목표 - "blurred background, place" 문구가 있는 줄부터 "column 507, row 106" 문구가 있는 줄까지, 양 끝 줄을 포함해 항목을 한 글자도 바꾸지 말고 그대로 다시 적어 주세요.

*** 제공된 항목

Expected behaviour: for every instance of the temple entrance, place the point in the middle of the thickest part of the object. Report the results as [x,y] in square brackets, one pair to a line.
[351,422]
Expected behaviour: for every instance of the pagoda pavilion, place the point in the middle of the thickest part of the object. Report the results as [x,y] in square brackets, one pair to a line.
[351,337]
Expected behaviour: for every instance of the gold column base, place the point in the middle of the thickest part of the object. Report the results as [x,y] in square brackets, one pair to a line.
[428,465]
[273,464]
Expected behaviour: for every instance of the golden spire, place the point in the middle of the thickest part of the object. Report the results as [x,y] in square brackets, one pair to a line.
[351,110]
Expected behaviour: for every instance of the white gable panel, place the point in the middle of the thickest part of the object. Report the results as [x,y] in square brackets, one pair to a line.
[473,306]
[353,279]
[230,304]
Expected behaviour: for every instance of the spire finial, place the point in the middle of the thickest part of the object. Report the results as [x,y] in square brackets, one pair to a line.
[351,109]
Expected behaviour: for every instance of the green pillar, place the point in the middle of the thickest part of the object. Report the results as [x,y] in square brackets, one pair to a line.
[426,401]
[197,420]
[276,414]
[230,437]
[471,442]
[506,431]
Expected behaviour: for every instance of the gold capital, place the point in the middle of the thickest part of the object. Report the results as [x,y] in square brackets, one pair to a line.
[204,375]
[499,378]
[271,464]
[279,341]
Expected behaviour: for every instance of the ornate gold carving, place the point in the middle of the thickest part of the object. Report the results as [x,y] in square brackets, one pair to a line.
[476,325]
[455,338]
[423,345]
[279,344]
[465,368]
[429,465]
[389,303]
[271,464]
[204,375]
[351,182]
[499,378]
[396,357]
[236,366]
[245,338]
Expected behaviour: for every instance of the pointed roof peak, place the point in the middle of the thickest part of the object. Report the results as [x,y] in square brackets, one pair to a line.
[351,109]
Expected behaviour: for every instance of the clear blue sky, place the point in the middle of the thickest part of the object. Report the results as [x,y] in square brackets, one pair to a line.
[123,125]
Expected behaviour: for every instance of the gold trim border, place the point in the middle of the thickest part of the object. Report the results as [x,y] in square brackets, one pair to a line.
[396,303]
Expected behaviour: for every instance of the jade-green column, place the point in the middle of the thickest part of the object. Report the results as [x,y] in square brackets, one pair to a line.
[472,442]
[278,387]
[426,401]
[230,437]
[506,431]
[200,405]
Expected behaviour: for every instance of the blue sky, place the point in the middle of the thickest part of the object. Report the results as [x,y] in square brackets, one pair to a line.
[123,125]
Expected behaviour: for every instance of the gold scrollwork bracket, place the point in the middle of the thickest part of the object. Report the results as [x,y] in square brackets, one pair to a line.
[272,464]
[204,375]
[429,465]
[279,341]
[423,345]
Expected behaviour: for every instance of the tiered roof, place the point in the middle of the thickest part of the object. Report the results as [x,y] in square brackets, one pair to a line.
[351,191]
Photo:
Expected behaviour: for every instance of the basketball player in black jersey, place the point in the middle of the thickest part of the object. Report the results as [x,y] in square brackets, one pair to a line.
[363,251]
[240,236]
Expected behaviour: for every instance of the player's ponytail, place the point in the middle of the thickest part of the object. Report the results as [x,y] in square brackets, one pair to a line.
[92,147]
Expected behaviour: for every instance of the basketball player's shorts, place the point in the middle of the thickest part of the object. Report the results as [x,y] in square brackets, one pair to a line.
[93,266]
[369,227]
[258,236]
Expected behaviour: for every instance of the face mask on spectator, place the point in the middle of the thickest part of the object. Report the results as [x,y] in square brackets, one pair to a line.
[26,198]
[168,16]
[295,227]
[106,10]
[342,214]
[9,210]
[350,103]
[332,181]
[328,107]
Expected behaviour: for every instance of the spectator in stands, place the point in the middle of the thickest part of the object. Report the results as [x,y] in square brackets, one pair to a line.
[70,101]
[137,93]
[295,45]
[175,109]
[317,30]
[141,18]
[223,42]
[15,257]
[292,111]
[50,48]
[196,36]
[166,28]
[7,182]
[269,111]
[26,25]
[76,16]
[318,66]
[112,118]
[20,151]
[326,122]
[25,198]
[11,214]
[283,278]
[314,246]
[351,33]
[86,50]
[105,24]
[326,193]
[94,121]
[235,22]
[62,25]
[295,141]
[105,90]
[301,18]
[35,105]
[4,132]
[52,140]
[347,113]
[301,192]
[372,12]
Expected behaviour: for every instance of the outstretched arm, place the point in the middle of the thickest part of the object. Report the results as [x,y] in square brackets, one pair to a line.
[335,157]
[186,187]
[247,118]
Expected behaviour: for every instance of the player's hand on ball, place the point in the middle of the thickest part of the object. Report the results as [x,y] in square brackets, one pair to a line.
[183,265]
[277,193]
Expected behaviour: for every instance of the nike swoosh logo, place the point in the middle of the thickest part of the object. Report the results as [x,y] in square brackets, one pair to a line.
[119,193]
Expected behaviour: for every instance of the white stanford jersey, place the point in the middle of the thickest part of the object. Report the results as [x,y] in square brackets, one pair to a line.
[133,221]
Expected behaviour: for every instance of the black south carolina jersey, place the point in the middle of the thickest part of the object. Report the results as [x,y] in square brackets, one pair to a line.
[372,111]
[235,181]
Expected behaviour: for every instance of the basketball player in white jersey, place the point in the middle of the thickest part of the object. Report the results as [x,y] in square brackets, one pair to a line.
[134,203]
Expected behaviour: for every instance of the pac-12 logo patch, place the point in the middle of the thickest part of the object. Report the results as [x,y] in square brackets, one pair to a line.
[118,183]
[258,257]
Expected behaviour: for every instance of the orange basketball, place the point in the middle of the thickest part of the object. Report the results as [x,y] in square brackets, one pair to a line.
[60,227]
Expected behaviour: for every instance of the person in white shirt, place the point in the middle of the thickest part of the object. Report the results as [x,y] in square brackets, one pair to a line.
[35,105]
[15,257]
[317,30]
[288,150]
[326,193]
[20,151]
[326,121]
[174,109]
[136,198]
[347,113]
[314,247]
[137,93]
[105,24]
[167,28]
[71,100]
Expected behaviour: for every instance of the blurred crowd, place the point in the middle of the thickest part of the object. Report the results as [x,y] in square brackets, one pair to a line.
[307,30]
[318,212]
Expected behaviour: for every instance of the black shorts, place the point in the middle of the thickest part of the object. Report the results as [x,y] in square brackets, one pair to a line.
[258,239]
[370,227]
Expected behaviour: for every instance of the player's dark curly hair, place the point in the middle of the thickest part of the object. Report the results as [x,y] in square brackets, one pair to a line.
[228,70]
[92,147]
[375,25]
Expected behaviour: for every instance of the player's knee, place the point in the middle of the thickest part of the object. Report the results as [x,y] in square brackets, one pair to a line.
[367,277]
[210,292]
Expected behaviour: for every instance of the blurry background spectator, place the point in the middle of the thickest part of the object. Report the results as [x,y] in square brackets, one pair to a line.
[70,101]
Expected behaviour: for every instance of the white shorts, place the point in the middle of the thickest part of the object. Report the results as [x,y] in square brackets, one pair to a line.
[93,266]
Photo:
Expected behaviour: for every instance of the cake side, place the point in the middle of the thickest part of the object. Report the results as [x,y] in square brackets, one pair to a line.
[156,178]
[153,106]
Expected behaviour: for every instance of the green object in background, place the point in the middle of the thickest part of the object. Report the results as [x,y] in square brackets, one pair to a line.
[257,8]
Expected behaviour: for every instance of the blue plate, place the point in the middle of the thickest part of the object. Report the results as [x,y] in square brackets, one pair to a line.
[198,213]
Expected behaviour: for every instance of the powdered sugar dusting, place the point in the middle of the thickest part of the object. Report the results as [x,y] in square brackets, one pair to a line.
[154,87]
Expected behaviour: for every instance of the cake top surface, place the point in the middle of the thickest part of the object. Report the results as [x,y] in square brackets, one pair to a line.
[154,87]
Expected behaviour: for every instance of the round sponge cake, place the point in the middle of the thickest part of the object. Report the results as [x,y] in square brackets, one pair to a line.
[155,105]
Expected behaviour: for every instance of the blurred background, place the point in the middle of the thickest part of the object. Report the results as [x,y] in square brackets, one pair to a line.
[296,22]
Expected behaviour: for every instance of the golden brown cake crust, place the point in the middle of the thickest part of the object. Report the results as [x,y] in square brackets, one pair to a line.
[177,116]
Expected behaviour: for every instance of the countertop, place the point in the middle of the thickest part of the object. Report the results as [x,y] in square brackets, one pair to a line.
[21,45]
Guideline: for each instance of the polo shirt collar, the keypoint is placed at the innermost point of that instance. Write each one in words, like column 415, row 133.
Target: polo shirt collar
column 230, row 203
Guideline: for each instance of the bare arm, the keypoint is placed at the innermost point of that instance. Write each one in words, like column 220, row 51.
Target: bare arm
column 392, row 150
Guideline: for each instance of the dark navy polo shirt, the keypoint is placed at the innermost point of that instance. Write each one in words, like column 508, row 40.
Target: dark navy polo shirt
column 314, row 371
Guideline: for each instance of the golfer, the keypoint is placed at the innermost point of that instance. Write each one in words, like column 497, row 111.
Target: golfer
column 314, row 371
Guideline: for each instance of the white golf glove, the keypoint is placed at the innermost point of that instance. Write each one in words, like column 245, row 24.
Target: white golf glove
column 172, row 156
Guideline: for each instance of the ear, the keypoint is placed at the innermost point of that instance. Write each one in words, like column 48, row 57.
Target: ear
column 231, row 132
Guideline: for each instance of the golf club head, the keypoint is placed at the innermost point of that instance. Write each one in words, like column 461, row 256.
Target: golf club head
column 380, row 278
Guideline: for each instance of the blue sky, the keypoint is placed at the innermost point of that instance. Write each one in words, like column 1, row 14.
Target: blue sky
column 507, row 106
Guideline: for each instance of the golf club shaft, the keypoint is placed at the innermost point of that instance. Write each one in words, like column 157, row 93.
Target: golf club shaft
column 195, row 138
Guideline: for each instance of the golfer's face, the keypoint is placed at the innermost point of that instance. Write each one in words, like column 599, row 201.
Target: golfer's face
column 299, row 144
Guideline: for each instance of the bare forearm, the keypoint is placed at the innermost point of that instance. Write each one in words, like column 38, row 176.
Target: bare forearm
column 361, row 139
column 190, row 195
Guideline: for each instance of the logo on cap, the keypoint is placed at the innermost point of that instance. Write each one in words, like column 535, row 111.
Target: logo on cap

******

답변 -
Expected behaviour: for every instance of the blurred background, place the point in the middle of the thickest part of the object. Report the results as [x,y] in square brackets, one pair to a line.
[296,22]
Expected behaviour: for every instance of the golden brown cake crust, place the point in the middle of the thickest part of the object. Report the results as [x,y] in square brackets, one pair to a line.
[177,116]
Expected behaviour: for every instance of the countertop, place the point in the middle of the thickest part of the object. Report the results as [x,y] in square brackets, one pair to a line.
[21,45]
Guideline: for each instance of the polo shirt collar, the keypoint is placed at the innermost point of that instance. Write each one in words, like column 415, row 133.
Target: polo shirt collar
column 230, row 203
Guideline: for each instance of the bare arm, the keypoint is placed at the innermost point of that instance. Write each one in words, like column 220, row 51.
Target: bare arm
column 392, row 150
Guideline: for each instance of the dark navy polo shirt, the keypoint is placed at the innermost point of that instance. Write each one in words, like column 508, row 40.
Target: dark navy polo shirt
column 314, row 371
Guideline: for each instance of the golfer, the keypoint is placed at the innermost point of that instance. Write each one in words, like column 497, row 111.
Target: golfer
column 314, row 371
Guideline: for each instance of the white golf glove, the keypoint is placed at the innermost point of that instance. Write each one in words, like column 245, row 24.
Target: white golf glove
column 172, row 156
Guideline: for each instance of the ear, the keypoint is placed at the innermost point of that instance. Write each one in words, like column 48, row 57.
Target: ear
column 231, row 132
Guideline: for each instance of the golf club head, the keypoint is placed at the innermost point of that instance. Write each one in words, like column 461, row 256.
Target: golf club head
column 380, row 278
Guideline: for each instance of the blue sky, the keypoint is placed at the innermost point of that instance. Write each one in words, like column 1, row 14.
Target: blue sky
column 507, row 106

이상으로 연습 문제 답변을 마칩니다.